* **Task brief**
Count the lines in the rows that contain the word "gate" and reply with that number alone.

── Supplied records

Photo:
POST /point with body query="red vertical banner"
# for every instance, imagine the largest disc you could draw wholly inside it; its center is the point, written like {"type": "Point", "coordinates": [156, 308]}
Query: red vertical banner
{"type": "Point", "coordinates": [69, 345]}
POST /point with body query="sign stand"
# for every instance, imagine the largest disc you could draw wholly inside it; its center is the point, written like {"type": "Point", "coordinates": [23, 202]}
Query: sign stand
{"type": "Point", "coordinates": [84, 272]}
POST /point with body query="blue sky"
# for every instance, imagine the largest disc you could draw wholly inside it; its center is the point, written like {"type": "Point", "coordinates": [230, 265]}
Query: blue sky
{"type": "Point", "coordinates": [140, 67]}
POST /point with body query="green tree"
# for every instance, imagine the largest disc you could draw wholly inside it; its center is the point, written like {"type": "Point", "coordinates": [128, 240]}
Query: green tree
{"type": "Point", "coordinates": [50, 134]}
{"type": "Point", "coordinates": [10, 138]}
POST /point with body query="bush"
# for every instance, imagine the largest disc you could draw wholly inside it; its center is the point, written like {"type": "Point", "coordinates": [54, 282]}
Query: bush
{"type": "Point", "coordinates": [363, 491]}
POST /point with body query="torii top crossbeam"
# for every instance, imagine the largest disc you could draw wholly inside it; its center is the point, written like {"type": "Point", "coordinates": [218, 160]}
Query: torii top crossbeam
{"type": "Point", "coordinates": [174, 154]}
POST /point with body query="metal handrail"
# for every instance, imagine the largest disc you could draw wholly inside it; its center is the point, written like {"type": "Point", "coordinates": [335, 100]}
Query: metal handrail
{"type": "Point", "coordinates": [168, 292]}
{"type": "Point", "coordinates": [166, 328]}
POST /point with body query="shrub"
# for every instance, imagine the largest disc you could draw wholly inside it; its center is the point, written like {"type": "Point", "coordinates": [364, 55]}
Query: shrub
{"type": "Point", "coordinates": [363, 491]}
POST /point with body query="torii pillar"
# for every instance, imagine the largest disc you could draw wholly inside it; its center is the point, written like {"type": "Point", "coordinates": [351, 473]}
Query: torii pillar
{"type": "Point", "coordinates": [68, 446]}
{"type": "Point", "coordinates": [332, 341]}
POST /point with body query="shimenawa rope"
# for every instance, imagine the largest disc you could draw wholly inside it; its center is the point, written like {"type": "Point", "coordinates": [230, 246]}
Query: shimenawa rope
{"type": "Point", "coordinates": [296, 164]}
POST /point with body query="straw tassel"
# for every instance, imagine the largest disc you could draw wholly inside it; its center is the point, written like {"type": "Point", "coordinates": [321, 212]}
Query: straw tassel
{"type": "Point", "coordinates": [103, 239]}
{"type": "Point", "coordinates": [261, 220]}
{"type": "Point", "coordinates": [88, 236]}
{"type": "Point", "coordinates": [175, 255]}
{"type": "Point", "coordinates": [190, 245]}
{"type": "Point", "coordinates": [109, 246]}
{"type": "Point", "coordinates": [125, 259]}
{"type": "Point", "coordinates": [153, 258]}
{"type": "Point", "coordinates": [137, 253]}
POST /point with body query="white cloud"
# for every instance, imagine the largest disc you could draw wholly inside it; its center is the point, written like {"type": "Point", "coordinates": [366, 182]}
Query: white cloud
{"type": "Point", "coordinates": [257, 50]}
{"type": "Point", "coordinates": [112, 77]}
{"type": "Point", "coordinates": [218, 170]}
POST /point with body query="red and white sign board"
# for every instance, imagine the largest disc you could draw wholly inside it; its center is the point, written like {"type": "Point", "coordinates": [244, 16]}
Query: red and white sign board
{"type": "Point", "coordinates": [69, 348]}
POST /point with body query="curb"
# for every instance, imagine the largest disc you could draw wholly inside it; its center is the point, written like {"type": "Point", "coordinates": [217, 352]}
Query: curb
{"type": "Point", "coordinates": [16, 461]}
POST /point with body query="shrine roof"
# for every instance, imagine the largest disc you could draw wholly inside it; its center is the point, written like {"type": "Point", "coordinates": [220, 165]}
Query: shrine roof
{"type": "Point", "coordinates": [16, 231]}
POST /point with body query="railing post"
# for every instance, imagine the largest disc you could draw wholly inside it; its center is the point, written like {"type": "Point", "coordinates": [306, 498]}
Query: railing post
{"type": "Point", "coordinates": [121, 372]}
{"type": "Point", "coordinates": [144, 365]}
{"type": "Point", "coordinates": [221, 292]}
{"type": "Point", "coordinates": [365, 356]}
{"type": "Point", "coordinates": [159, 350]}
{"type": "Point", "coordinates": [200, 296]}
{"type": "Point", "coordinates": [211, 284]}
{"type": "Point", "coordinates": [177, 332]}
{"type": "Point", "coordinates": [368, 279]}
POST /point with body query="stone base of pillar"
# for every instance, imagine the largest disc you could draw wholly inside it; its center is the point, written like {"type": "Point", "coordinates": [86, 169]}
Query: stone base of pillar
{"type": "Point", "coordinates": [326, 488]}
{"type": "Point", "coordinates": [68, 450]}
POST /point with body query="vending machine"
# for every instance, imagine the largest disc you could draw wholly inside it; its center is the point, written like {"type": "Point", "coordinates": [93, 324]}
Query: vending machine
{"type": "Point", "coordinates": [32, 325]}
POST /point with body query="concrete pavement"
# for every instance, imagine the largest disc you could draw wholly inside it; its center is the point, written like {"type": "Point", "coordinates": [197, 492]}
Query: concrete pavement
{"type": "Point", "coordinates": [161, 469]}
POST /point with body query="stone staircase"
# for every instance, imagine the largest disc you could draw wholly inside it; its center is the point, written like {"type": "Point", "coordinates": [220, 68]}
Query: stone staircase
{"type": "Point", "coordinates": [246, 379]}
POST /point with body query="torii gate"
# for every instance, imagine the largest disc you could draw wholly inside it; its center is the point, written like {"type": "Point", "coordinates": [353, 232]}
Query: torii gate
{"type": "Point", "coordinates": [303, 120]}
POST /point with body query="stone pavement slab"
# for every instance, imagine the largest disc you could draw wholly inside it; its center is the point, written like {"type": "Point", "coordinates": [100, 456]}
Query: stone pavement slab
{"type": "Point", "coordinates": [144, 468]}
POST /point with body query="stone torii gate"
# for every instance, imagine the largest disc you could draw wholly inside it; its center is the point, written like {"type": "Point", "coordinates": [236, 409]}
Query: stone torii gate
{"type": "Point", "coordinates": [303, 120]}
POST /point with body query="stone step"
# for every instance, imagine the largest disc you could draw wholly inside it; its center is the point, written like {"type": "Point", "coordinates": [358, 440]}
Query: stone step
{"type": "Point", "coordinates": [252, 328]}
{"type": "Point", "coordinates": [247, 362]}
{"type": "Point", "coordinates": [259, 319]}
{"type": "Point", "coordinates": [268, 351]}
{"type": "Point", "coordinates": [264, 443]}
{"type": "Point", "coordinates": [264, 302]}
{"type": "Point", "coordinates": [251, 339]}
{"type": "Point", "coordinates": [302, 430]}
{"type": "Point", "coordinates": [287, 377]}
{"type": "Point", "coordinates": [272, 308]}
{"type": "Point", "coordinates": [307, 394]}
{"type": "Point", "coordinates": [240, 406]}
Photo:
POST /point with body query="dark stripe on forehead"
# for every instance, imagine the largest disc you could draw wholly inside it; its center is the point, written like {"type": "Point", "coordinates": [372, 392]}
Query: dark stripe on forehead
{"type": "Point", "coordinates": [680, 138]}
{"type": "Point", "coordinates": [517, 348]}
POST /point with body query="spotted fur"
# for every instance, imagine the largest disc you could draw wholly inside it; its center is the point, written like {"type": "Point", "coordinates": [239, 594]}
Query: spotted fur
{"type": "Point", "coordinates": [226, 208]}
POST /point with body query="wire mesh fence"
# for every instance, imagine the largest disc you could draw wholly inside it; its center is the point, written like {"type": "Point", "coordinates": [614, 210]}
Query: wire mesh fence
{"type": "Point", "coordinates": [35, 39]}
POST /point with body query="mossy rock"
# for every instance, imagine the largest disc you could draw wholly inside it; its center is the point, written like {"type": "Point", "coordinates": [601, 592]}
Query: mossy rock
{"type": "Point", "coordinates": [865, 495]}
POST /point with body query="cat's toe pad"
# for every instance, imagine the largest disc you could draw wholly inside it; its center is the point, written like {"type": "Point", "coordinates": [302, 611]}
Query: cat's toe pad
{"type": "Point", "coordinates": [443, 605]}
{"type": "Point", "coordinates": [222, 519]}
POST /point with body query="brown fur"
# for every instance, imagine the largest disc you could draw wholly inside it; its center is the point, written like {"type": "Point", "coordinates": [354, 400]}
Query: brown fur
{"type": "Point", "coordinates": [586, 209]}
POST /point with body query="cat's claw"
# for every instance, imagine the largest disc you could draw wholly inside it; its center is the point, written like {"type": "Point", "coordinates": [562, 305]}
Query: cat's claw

────

* **Result of this exercise**
4